**** Extracted information ****
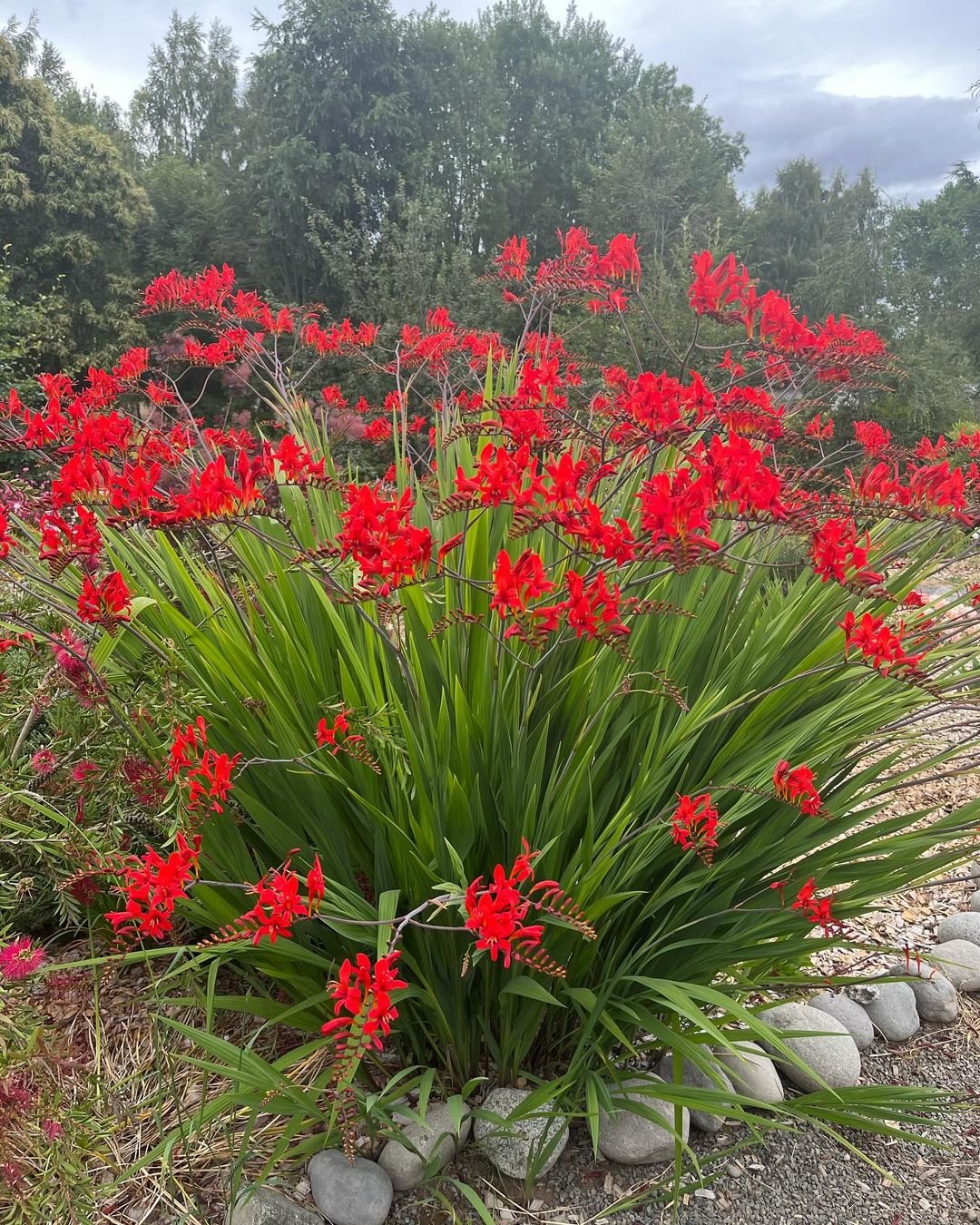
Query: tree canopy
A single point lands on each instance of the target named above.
(368, 160)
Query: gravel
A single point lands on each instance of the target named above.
(791, 1176)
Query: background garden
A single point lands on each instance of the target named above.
(457, 662)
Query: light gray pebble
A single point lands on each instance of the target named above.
(699, 1078)
(895, 1014)
(849, 1014)
(959, 961)
(512, 1145)
(935, 995)
(828, 1059)
(962, 926)
(631, 1140)
(752, 1072)
(349, 1194)
(262, 1206)
(436, 1137)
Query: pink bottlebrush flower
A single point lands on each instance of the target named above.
(44, 762)
(20, 958)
****
**Task**
Leave out the pictures and restate everything else word for word.

**Solution to the exercise**
Query: tree canopy
A single point lands on each instance of the target named above.
(368, 160)
Query: gravel
A single point lands on each instance of the target named above.
(791, 1176)
Query: background garden
A single point lands on each instance of the target named above.
(457, 662)
Query: light gray pebble
A single point lands on each instance of the target named above.
(699, 1078)
(895, 1014)
(849, 1014)
(959, 961)
(512, 1145)
(935, 995)
(828, 1059)
(962, 926)
(631, 1140)
(752, 1072)
(349, 1194)
(262, 1206)
(436, 1137)
Query: pink bottlebrush flower
A single point lands on each instance of the target named above.
(44, 762)
(20, 958)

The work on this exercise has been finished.